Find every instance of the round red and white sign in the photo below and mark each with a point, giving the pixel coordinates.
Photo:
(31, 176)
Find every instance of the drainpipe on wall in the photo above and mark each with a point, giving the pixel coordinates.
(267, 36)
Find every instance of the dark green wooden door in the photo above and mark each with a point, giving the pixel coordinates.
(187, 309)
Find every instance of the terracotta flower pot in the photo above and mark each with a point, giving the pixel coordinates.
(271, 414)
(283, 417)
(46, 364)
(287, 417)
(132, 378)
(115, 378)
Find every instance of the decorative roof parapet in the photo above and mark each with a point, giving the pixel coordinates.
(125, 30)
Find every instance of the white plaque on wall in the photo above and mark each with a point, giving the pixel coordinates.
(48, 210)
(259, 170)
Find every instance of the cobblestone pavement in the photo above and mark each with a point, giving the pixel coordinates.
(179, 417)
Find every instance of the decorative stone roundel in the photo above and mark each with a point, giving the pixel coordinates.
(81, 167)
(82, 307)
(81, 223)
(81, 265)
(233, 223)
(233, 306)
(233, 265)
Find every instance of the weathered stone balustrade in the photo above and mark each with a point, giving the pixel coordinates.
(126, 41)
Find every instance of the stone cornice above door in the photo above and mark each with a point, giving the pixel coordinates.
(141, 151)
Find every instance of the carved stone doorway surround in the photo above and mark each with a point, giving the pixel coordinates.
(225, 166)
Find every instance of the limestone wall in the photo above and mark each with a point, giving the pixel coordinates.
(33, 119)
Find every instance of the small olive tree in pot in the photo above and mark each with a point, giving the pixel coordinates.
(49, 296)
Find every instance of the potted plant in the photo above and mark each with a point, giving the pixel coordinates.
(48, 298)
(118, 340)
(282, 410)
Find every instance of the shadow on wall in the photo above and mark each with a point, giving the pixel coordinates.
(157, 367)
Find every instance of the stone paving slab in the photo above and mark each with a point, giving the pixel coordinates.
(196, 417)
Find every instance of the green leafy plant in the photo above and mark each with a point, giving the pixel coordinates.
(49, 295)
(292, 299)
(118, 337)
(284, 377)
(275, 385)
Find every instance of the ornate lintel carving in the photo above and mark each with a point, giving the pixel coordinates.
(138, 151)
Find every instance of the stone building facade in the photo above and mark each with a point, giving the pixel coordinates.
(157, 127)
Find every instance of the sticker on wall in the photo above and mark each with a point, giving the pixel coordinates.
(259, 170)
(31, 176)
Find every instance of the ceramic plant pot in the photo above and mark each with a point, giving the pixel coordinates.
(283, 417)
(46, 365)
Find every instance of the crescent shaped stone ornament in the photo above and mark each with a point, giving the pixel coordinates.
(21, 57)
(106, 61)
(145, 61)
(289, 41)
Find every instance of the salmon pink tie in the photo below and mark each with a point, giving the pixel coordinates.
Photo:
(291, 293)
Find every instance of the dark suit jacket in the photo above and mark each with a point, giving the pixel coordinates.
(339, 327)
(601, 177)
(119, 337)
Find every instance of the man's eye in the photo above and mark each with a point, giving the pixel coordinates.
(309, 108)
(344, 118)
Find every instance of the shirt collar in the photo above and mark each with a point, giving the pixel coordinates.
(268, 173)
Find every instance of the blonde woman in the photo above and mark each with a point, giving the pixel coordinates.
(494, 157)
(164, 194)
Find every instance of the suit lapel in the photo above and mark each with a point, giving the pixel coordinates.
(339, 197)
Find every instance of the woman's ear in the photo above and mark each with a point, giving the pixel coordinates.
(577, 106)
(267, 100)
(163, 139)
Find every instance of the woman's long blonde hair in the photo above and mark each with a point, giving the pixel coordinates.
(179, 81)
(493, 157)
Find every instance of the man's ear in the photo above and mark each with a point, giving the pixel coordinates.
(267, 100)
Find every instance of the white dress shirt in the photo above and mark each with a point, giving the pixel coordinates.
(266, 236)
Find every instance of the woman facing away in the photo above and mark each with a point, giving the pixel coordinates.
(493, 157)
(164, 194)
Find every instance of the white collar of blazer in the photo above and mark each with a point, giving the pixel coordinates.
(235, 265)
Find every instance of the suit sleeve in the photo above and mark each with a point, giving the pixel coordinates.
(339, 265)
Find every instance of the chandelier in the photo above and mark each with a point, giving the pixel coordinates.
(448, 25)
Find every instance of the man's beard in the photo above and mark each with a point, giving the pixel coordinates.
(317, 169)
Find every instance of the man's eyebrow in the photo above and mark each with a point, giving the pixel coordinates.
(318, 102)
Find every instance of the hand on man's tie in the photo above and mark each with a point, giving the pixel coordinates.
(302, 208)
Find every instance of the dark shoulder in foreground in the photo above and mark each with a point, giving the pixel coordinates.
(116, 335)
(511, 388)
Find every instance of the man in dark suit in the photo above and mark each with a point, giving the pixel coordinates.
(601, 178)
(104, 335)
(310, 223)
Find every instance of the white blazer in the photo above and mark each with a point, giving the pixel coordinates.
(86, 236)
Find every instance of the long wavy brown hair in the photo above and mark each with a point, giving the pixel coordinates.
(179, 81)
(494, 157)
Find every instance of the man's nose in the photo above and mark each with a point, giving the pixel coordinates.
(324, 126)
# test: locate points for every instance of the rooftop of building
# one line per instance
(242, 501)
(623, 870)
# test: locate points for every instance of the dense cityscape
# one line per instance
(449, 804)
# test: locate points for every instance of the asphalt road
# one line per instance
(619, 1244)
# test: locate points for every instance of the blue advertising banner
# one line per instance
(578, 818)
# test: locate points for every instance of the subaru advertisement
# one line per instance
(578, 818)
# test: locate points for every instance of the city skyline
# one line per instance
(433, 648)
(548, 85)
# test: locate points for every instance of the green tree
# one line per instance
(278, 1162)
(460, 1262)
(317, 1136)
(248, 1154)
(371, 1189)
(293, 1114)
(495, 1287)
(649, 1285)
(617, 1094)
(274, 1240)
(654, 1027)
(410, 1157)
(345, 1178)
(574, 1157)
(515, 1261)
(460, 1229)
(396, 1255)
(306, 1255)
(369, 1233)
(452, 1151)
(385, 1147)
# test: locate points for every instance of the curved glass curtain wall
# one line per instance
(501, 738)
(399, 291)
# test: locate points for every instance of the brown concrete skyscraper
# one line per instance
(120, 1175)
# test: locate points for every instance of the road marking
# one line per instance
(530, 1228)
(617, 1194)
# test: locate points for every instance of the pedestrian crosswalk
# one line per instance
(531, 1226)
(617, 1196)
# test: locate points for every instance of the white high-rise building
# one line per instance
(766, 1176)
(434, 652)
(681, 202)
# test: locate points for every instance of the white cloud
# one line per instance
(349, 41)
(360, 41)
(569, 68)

§ GIVEN PROBLEM: Please reproduce each record precisely as written.

§ THE SOLUTION:
Find every instance of the round red and white sign in the photo below and mark each with a point, giving the pixel coordinates.
Photo:
(31, 176)
Find every instance of the drainpipe on wall in the photo above and mark each with a point, giving the pixel coordinates.
(267, 36)
Find every instance of the dark green wooden door in the photo above and mark each with a point, giving the pixel coordinates.
(187, 309)
Find every instance of the terracotta flower pot in the photo above and mark each with a point, giving the pixel coordinates.
(271, 414)
(283, 417)
(46, 364)
(287, 417)
(132, 378)
(115, 378)
Find every instance of the decorative roof parapet in the photo above and mark each with a point, giving the pixel coordinates.
(125, 30)
Find every instance of the white plaque on wall in the photo above and mark each with a point, giving the pixel coordinates.
(48, 210)
(259, 170)
Find every instance of the cobblestone pavement in the photo above and mark each with a point, giving the pixel coordinates.
(179, 417)
Find every instance of the decorative stone roundel in the photo above and mark each with a point, giving the pixel coordinates.
(81, 167)
(82, 307)
(81, 223)
(81, 265)
(233, 223)
(233, 306)
(233, 265)
Find every instance of the weathered stone balustrade in the photo above and mark each with a point, giving the pixel coordinates.
(126, 41)
Find every instance of the stone cornice above door in the photo above and mark each with a point, giving the pixel coordinates.
(141, 151)
Find every instance of the carved stone doorway surround in the photo above and mark each with a point, giving the pixel coordinates.
(225, 166)
Find every instance of the limestone wall in the photo above and mark each with a point, giving the pixel coordinates.
(33, 119)
Find every instance of the small olive tree in pot in the photo above and mark each with a point, giving the pixel coordinates.
(49, 296)
Find every instance of the potted plant in the photo above and mark each with a point, giving the pixel coordinates.
(48, 298)
(118, 340)
(282, 410)
Find every instance of the shadow on wall in the photo above and mark each with a point, giving the pixel coordinates.
(157, 367)
Find every instance of the stone paving slab in the photo above and mark each with a point, giving the pixel coordinates.
(196, 417)
Find every instance of the green leafy plant in the photo above and mark each with a point, giving the pixel coordinates.
(49, 295)
(292, 299)
(118, 337)
(284, 377)
(275, 385)
Find every instance of the ornate lintel carving in the photo above and mark each with a point, giving the pixel coordinates.
(138, 151)
Find every instance of the stone building facade in the photo above and mark each with a point, giving the pixel coordinates.
(157, 127)
Find every instance of the sticker on wall in the photo above and mark each with a point, giving the pixel coordinates.
(259, 170)
(31, 176)
Find every instance of the ceramic plant pot in the photo above and mark each with a point, giving the pixel coordinates.
(283, 417)
(46, 365)
Find every instance of the crescent shaped stone ornament in the photo above and mark each with a point, giving the pixel coordinates.
(21, 57)
(106, 61)
(145, 61)
(289, 41)
Find every instance of the salmon pink tie in the photo below and mark each with a point, giving the pixel coordinates.
Photo:
(291, 293)
Find every instance of the dark suit jacket in the photo above and mark each with a point, giving the pixel coordinates.
(339, 327)
(601, 177)
(119, 337)
Find every instance of the man's eye in the photo above and mark each with a point, giving the pixel coordinates.
(309, 108)
(344, 118)
Find every instance of the shirt collar in the photo above and mark each with a point, giving the pixel coordinates.
(268, 173)
Find every instance of the blonde woman in the photo above and mark each with a point, giving the pixel coordinates.
(494, 157)
(164, 194)
Find every instance of the suit lapel in the photo above and mark each with a point, giving the pixel coordinates.
(339, 197)
Find every instance of the woman's ear in the photo above and mark each with a point, giving the pixel coordinates.
(577, 106)
(267, 100)
(163, 139)
Find every instance of the woman's long blonde hair in the photo above and mark each with a point, giving the pixel coordinates.
(179, 81)
(493, 157)
Find every instance of the man's ear in the photo above and mark each with a point, giving the pixel coordinates.
(267, 100)
Find every instance of the white dress shirt in the photo above and mark each with a point, giving the pixel coordinates.
(266, 236)
Find every instance of the woman facing away in the photo above and mark each with a point, giving the pixel coordinates.
(493, 157)
(164, 194)
Find every instance of the white collar of blazer in the photo above and mark each with a point, giving the pixel coordinates.
(235, 265)
Find every instance of the suit sleeve in the photo above and mark each with a point, giving the pixel coordinates.
(339, 265)
Find every instance of the chandelier in the photo above and mark each with a point, giving the pixel coordinates.
(448, 25)
Find every instance of the man's beard in the photo above and mark each with a point, giving the pixel coordinates.
(317, 169)
Find every instance of the man's eyebrow in the photo above and mark each with a point, giving the pixel coordinates.
(318, 102)
Find every instance of the hand on man's tie in the photo above and mark each with a point, giving the pixel coordinates.
(302, 208)
Find every instance of the dark shoulder in foreground in the photo above and mark each with a point, giving the pixel coordinates.
(116, 335)
(511, 388)
Find every instance of the man in dark suit in the photo above and mark each with a point, giving the pixel coordinates.
(601, 178)
(104, 335)
(310, 223)
Find every instance of the white blazer in the photo above and mark each with a point, giving the pixel coordinates.
(86, 236)
Find every instance of the long wavy brown hair in the photo above and mark each with a point, giving the pixel coordinates.
(179, 81)
(494, 157)
Find every instance of the man's nose in the photo above and mark each with a point, giving the pixel coordinates.
(324, 126)
# test: locate points for every instance of the rooftop of building
# one line per instance
(242, 501)
(623, 870)
# test: locate points for every instance of the dense cityscape
# one line per instance
(449, 804)
# test: locate points for every instance of the asphalt road
# one line per instance
(619, 1244)
# test: locate points for every instance of the blue advertising banner
# one line per instance
(578, 818)
# test: locate points for every instance of the subaru advertisement
# one line per instance
(578, 818)
# test: locate points for every instance of the city skyline
# one line per instance
(433, 648)
(548, 85)
# test: locate points for every instance of the green tree
# one line per instance
(278, 1162)
(460, 1262)
(317, 1136)
(248, 1154)
(371, 1189)
(293, 1114)
(495, 1287)
(649, 1285)
(617, 1094)
(274, 1240)
(654, 1027)
(410, 1157)
(345, 1178)
(574, 1157)
(515, 1261)
(460, 1229)
(396, 1255)
(306, 1255)
(369, 1233)
(452, 1151)
(385, 1147)
# test: locate points for every instance of the curved glass curtain wall
# one line per instance
(501, 738)
(399, 291)
# test: locate points for every instance of the brown concrete skyscraper
# one line per instance
(120, 1175)
# test: locate points for every instance of the road marking
# one line per instance
(530, 1228)
(617, 1194)
# test: locate points for every instance of the pedestrian crosswalk
# one line per instance
(531, 1226)
(617, 1196)
# test: locate points for every instance of the white high-rise building
# one line per instance
(766, 1176)
(434, 652)
(681, 202)
# test: locate points for every instance of the white cloud
# one line per instance
(349, 41)
(360, 41)
(569, 68)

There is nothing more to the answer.